### What to do
Select every line in the entries below that contains the word "sign", and copy each of those lines.

### Task inputs
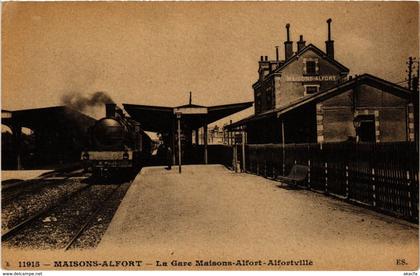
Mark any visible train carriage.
[81,104,152,177]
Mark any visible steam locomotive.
[81,104,152,178]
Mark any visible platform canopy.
[2,106,95,130]
[123,102,253,132]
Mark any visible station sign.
[235,133,242,144]
[286,75,338,82]
[174,107,208,115]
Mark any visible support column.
[176,114,182,173]
[171,121,176,165]
[242,128,246,172]
[204,121,208,164]
[12,125,22,170]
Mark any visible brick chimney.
[258,56,270,79]
[325,18,334,59]
[297,35,306,53]
[105,103,117,117]
[284,23,293,60]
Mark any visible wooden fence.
[228,142,419,222]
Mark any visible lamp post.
[176,112,181,173]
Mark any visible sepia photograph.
[1,1,420,276]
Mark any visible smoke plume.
[61,91,114,111]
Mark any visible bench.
[277,164,309,185]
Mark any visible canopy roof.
[123,102,253,132]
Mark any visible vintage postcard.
[1,2,419,275]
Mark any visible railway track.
[1,170,87,205]
[2,182,131,250]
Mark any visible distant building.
[227,20,415,143]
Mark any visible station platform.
[98,165,418,270]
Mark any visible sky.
[1,2,419,126]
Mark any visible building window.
[305,85,319,95]
[355,115,376,143]
[303,58,319,76]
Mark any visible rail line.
[64,184,122,251]
[1,184,92,241]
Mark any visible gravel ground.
[70,182,130,249]
[4,184,128,249]
[1,179,87,231]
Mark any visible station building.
[227,19,415,144]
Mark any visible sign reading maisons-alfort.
[286,75,337,82]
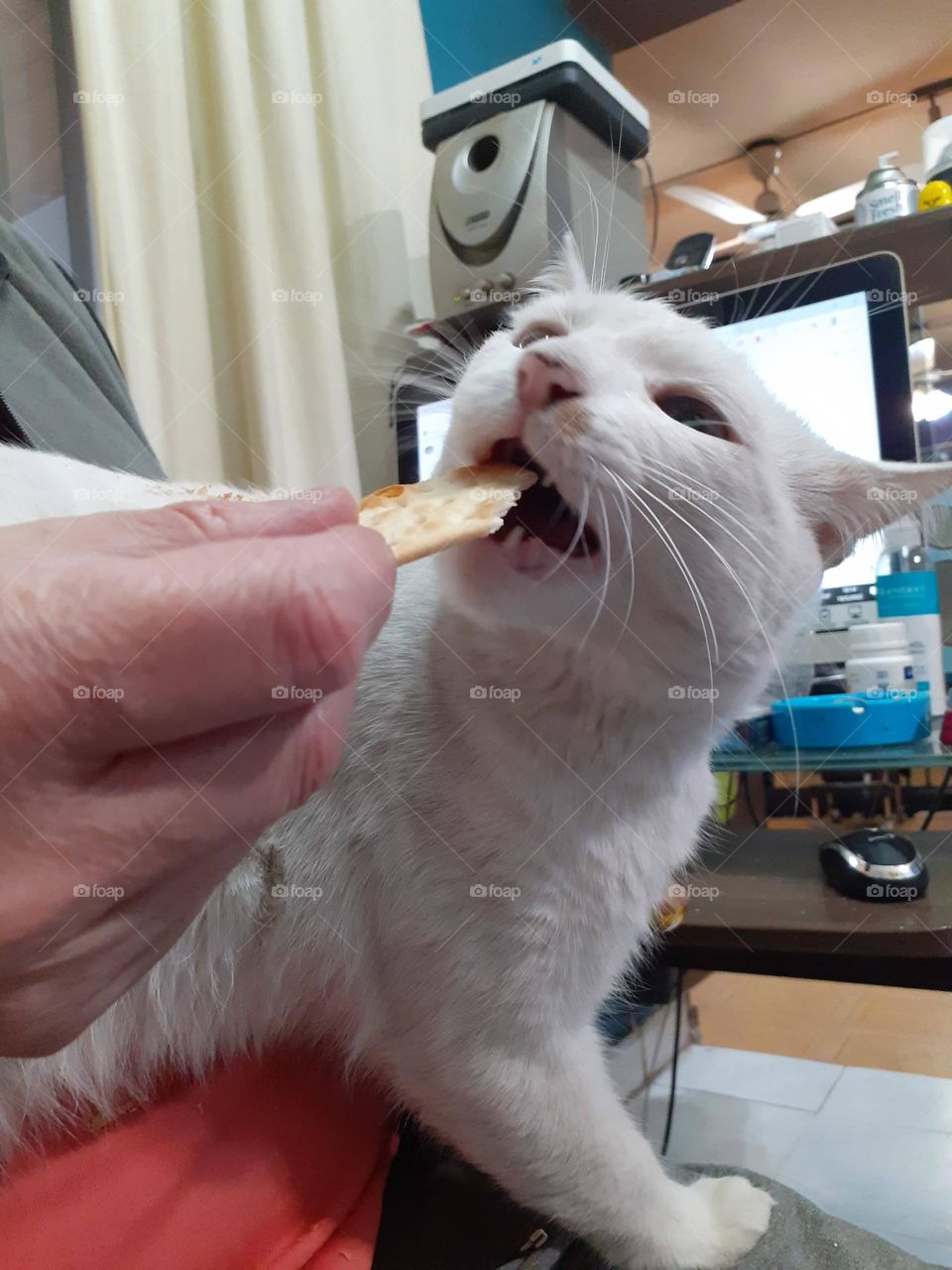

### Output of the exercise
Mark any visible station sign.
Mark any visible sign reading maisons-alfort.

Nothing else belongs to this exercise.